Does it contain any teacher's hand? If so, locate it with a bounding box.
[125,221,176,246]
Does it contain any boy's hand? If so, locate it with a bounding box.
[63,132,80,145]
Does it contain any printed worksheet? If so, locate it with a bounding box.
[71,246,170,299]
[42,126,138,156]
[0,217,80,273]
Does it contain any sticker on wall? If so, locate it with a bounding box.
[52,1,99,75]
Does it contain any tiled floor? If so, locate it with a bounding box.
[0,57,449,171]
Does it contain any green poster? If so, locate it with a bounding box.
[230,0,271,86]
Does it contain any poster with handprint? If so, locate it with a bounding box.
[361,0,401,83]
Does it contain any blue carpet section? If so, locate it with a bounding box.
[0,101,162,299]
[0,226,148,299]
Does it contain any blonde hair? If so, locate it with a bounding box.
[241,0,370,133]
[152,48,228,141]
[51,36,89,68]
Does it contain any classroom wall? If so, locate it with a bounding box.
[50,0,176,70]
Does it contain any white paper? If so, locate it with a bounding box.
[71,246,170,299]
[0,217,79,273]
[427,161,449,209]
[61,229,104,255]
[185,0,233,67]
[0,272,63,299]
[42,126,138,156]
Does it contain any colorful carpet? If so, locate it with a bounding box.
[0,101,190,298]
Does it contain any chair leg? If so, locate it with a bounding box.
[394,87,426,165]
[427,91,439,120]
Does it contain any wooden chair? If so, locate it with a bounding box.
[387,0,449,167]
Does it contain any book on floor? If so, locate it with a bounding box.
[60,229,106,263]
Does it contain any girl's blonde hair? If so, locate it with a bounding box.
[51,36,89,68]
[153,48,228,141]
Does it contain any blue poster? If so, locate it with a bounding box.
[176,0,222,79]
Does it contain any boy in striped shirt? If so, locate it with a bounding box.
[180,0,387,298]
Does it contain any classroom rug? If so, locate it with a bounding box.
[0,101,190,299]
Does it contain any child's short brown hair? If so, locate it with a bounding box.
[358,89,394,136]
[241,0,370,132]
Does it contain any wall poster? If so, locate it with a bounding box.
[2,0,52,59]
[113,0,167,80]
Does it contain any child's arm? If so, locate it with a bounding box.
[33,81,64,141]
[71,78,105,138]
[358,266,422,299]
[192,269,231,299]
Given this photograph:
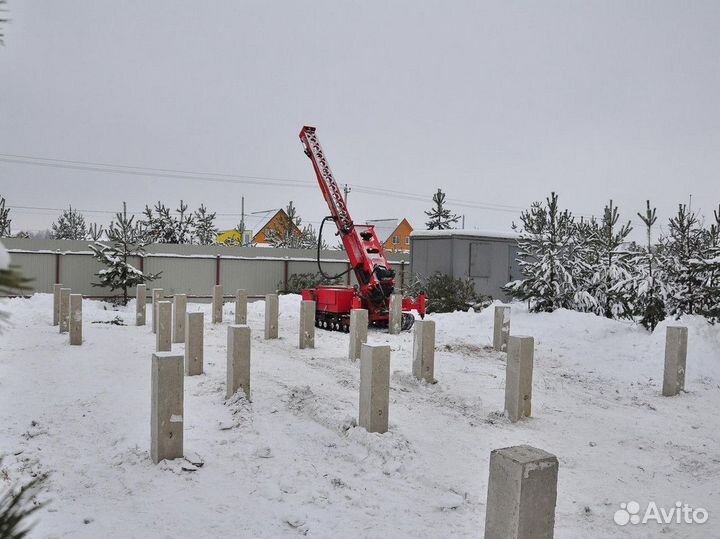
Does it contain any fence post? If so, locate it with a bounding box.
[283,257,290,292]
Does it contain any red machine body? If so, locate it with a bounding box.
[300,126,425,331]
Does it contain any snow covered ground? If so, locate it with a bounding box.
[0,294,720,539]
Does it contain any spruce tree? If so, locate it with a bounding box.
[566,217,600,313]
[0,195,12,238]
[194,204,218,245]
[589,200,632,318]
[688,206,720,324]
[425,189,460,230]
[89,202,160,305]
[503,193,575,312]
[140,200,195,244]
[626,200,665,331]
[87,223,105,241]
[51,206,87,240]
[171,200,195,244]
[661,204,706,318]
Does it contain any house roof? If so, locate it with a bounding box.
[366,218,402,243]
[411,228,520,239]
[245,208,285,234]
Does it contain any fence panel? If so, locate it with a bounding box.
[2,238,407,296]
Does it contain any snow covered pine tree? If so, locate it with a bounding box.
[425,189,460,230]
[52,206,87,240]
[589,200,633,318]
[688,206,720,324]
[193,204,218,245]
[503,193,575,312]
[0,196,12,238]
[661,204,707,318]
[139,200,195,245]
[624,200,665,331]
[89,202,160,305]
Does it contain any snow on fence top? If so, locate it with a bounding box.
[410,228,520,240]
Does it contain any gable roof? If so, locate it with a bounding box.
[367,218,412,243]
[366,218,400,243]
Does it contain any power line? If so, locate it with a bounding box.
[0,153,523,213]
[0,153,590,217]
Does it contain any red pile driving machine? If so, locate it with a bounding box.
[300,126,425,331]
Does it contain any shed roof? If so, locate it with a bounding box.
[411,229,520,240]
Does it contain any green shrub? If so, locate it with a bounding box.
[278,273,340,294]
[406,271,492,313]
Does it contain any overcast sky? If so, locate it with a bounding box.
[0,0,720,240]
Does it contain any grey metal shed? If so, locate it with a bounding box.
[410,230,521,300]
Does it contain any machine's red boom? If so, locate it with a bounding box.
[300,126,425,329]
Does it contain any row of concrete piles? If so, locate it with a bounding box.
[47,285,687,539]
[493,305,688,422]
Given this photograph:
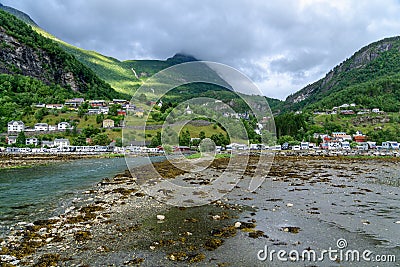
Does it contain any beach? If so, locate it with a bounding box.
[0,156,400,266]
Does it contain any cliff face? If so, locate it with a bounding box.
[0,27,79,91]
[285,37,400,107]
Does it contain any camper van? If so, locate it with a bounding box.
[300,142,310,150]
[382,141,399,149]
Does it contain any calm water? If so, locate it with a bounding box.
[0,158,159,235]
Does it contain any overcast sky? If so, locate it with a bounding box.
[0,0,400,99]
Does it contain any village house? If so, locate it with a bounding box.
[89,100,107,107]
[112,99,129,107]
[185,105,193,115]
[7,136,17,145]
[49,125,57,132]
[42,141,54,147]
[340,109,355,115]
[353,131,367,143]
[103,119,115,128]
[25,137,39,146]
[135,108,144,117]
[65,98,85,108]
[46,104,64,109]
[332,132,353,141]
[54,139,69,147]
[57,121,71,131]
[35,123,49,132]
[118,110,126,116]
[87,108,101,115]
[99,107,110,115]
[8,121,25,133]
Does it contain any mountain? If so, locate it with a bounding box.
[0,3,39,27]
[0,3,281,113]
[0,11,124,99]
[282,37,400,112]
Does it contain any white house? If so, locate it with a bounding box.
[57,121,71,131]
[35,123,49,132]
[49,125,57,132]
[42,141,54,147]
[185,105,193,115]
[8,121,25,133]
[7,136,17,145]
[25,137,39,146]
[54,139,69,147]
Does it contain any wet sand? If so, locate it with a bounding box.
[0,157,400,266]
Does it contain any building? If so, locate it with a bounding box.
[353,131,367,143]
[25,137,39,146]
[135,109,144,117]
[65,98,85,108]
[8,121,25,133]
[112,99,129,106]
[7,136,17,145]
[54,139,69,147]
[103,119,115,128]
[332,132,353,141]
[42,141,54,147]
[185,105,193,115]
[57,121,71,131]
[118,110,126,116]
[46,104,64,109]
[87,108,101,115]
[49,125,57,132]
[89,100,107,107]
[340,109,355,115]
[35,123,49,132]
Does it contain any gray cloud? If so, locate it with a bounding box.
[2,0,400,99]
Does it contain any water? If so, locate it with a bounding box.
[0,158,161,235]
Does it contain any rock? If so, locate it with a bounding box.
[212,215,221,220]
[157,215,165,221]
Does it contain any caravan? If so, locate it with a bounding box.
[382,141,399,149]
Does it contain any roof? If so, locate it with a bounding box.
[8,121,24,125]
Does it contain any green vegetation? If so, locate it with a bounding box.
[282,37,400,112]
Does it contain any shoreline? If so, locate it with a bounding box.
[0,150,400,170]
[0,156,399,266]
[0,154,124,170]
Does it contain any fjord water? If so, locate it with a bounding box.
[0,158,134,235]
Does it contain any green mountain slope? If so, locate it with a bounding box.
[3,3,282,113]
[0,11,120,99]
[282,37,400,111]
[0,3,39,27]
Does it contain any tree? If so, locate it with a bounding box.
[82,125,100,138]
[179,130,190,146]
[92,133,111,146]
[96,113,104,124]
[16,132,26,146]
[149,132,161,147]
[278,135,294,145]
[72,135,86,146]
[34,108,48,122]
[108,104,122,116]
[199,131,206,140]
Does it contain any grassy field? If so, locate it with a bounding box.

··········

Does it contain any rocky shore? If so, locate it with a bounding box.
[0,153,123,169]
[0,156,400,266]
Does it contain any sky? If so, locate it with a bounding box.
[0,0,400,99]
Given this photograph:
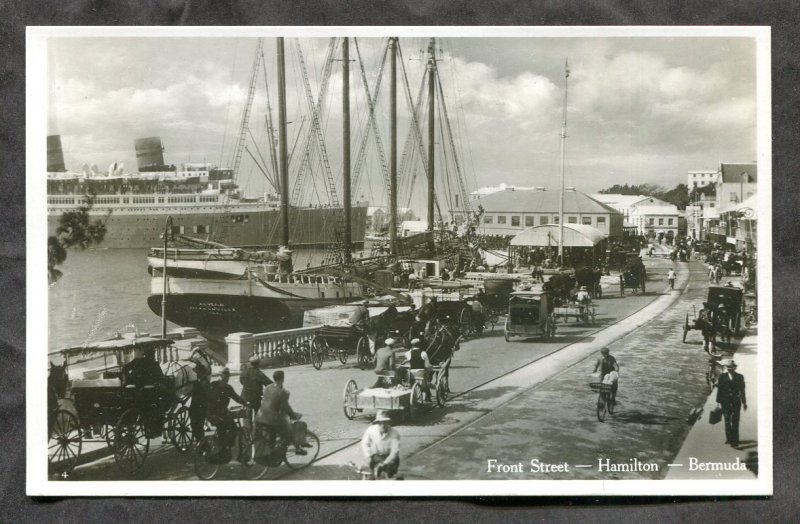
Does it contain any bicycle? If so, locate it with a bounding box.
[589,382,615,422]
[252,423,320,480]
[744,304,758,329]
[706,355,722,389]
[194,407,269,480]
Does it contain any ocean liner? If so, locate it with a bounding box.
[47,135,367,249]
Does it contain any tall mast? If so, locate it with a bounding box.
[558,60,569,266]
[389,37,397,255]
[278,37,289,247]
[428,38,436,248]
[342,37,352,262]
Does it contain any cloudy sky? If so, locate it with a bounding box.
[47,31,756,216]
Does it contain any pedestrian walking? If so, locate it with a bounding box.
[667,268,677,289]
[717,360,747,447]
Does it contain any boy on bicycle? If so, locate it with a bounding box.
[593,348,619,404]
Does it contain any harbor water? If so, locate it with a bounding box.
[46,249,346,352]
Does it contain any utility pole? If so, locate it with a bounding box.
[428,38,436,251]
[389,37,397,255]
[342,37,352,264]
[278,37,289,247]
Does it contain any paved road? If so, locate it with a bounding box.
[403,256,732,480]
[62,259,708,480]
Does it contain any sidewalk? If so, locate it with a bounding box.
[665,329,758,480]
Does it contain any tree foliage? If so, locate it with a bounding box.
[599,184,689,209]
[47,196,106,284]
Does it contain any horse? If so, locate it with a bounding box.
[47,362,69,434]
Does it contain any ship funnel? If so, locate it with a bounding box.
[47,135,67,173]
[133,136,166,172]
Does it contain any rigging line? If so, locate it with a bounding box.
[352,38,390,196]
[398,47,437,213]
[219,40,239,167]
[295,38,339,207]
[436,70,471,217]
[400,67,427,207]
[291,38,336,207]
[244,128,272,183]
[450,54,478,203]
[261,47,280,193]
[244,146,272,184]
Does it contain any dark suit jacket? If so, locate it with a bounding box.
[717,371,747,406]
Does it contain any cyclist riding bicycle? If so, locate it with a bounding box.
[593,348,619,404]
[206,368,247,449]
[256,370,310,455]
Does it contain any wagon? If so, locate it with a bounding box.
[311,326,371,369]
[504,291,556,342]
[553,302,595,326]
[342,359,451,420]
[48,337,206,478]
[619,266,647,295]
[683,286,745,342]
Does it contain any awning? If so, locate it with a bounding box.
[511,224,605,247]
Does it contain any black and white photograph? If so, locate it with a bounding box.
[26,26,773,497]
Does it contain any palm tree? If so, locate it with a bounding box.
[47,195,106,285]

··········

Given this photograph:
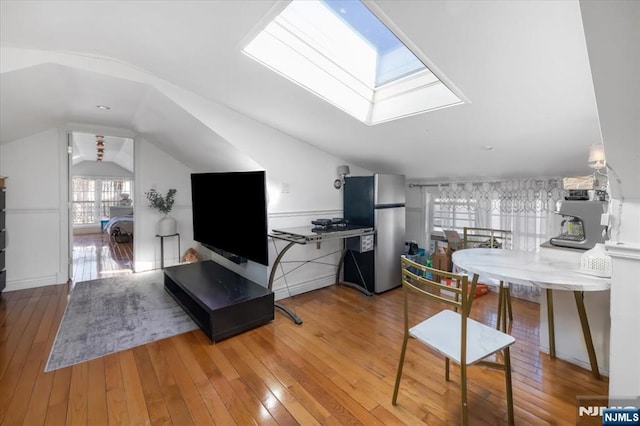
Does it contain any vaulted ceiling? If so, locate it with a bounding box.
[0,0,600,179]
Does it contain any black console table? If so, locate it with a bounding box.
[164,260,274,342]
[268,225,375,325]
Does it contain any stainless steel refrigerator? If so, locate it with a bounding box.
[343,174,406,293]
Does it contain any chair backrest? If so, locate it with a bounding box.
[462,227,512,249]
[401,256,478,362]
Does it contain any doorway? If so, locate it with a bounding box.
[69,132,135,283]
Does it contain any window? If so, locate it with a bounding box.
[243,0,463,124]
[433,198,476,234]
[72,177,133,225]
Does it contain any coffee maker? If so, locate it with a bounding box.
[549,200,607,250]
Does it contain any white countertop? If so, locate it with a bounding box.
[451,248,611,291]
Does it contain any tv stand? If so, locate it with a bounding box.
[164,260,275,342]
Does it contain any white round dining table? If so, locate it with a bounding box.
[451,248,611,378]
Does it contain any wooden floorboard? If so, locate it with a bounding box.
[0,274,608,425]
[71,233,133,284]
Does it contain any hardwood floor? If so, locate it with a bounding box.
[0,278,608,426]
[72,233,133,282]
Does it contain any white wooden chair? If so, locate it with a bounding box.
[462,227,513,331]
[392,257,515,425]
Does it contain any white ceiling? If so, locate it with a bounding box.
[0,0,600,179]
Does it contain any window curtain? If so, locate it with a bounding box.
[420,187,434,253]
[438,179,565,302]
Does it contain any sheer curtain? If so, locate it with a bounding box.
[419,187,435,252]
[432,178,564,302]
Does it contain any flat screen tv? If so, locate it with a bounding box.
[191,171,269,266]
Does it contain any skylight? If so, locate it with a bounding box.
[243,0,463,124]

··········

→ **GOAL**
Scale the data between the lines holding "Does it contain any colorful" and "[180,0,387,298]", inclusive, and return only those lines. Repeat every line, requests included, but multiply each bounding-box coordinate in the answers by 0.5 and round to whole numbers, with halves rounding up.

→ **FULL SOLUTION**
Does it contain any colorful carpet? If so, locate it with a bounding box.
[0,51,95,149]
Does it contain any chair leg? If so, locate it with a bounding box.
[197,44,213,83]
[214,46,220,60]
Does it contain any wooden chair? If so, locate it with a bounding box.
[194,0,225,84]
Does it contain any book on floor? If so, locate it with a bounding box.
[30,115,53,132]
Does it contain any girl's blonde hair? If so, locate it with a bounding box.
[26,18,45,34]
[77,24,114,71]
Does it contain any blue poster? If so, locate it with a bounding box.
[88,0,111,40]
Does it contain any boy in striped shirt? If so, locate it with a bounding box.
[90,0,194,149]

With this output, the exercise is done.